= Extracted text =
######
There's no better celebration of any season than the decorated tree adorned with the rich symbolism of nature—my ritual to inform and inspire you in the journey called life.

Monday, December 23, 2013

gifted gestures

A GIFT that won't fail to be appreciated is at once personal and unique. You can never go wrong with an ornament as a gift if you match the ornament to the recipient's taste level. Also, if you put consideration into it being something symbolic of your relationship with them or something pertaining to their personality and likes, it becomes an especially thoughtful gesture. Since Matthew Mead has been an ardent supporter of my blog and has included my work in last year's and this year's issue of his holiday magazine, as well as a recent blog post where he named me "King of the Forest,"  I gifted he and his wife a literal tree ornament like the one you see above. Last year, I gave them a different tree ornament, along with a copy my book The Decorated Tree. He's already utilized this year's ornament as a prop in one of his beautiful photographs illustrating how to decorate a mantle.
######
= Supplied material =
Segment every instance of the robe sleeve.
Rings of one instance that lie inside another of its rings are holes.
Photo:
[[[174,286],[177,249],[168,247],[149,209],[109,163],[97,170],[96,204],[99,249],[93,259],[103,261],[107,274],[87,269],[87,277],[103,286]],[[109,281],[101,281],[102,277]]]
######
= What is asked =
1. Print the ornament gift blog post from "There's no better" to "journey called life.".
2. Proceed with the ornament gift blog post, beginning right after its final sentence.
The data above comes from a source separate from the ornament gift blog post.

= Results for the exercise =
1.
There's no better celebration of any season than the decorated tree adorned with the rich symbolism of nature—my ritual to inform and inspire you in the journey called life.

2.
EVEN IF YOU'RE a last-minute shopper, the variety and abundance of ornaments on the market during the holidays is so vast, you will surely to find something special for everyone on your list—even if they are hard to buy for. Ornaments also make great tie-ons for special gifts. Since I am on the constant lookout for the perfect ornaments to decorate the trees for this blog, I see the best-of-the-best in my collecting pursuit. I've found that selecting ornaments that are neutral in color (or even clear glass like this beautiful heart) are the best way to go when buying one as a gift, because they can be incorporated on almost any tree. And what says "I love you" more than a heart-shaped ornament? I collect heart-shaped ornaments in memory of my mother, as I maintained a yearly tradition of tying one onto a special gift to her every Christmas. The collection still grows in her memory.

THE CHRISTMAS after she passed I had a dream about her in which I gave her a brooch that inspired an entire tree. I'm including the photos of the tree here, but you can read the original post here. This tree is an assemblage of  ornaments that remind me of my mother's spirit and humor. It served as a altar of sorts to her memory. It's still one of my favorite trees because it is so symbolic of a mother's love and was completely inspired by a dream of a gift I never got to give her, except in my dream, which is why I entitled the post "Tree of Dreams."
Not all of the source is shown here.